● EXERCICE PROPOSÉ 1:
Répondez à ces questions sur l'entretien :
(a) Quelle cour a ordonné l'extradition, et à quelle date ?
(b) À quelle date M. Mahmoudi a-t-il été arrêté, et sur quel territoire essayait-il d'entrer ?
(c) D'où la demande d'extradition a-t-elle été envoyée par fax ?

● TEXTE À LIRE:
Les défendeurs des droits de l’homme sont préoccupés par la possible extradition de l’ancien Premier ministre libyen, ordonnée, le 8 novembre, par la Cour d’Appel de Tunis. Kapitalis a interviewé l’un de ses avocats Me Taoufik Ouanes.

Propos recueillis par Zohra Abid


 

Kapitalis : La Cour d’Appel a ordonné au départ l’acquittement de M. Baghdadi. Pourquoi est-elle revenue sur sa décision ?

Me Taoufik Ouanes : Pour mieux comprendre le cas Baghdadi Mahmoudi, il faut revenir aux faits qui, déjà, ne tiennent pas. M. Mahmoudi a été arrêté le 22 septembre avec deux compagnons alors qu’il tentait d’accéder au territoire algérien. Accusé d’entrer illégalement, il s’est avéré qu’il était en règle. Le tribunal a ordonné son acquittement.

Quelques heures après la décision de sa relaxation, une demande d’extradition a été envoyée par fax en provenance d’un hôtel 5 étoiles à Casablanca portant la signature d’un soi-disant procureur général libyen. Déjà, que fait ce procureur au Maroc ? Et puis, l’acte d’extradition est tellement grave qu’il ne doit pas être pris à la légère. Les conditions de cette demande sont douteuses qui plus est faxée à 8 heures du soir. Nous doutons déjà de l’authenticité de ce fax. S’agit-il vraiment d’un procureur ou de quelqu’un d’autre qui s’est fait passer pour un procureur ? Ensuite le fax est venu d’un autre pays et non de la Libye. Un document de cette importance devrait normalement émaner d’un centre ou d’un organisme de souveraineté après une décision collective. Ceci sur le plan formel. Mais il y a un deuxième point : le timing, très intéressant à examiner.

● EXERCICE PROPOSÉ 2:
Présentez en liste numérotée, sans les lignes vides, les lignes de la liste ci-dessous, depuis le début jusqu'à la ligne qui contient "point(605, 395)", celle-ci comprise.

● SUPPORT DE TRAVAIL:
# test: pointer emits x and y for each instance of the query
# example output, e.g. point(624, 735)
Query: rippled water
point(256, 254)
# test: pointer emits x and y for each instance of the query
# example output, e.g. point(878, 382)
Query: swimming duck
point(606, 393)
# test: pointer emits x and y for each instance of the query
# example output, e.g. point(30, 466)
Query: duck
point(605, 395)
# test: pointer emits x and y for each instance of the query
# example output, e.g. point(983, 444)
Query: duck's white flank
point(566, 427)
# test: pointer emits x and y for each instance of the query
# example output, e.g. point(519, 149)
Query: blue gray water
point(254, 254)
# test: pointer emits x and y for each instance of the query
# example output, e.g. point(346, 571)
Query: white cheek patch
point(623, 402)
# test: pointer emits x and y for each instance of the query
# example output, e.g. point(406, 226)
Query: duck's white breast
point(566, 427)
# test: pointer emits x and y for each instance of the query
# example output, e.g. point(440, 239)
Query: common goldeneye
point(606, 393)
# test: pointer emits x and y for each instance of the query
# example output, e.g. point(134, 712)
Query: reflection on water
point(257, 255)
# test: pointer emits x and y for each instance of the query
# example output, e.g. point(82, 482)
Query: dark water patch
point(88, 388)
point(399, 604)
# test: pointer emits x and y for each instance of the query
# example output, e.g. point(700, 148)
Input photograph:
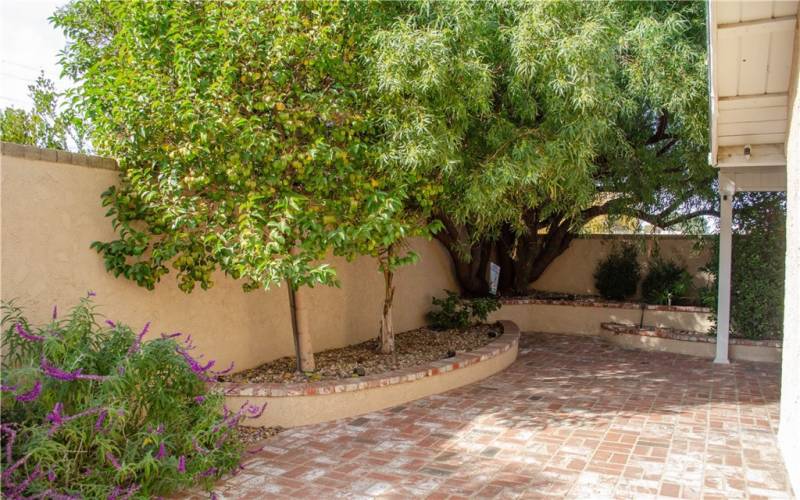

● RÉPONSE ATTENDUE 1:
(a) La Cour d'Appel de Tunis, le 8 novembre.
(b) Le 22 septembre ; il essayait d'entrer sur le territoire algérien.
(c) D'un hôtel 5 étoiles à Casablanca.

● RÉPONSE ATTENDUE 2:
1. # test: pointer emits x and y for each instance of the query
2. # example output, e.g. point(624, 735)
3. Query: rippled water
4. point(256, 254)
5. # test: pointer emits x and y for each instance of the query
6. # example output, e.g. point(878, 382)
7. Query: swimming duck
8. point(606, 393)
9. # test: pointer emits x and y for each instance of the query
10. # example output, e.g. point(30, 466)
11. Query: duck
12. point(605, 395)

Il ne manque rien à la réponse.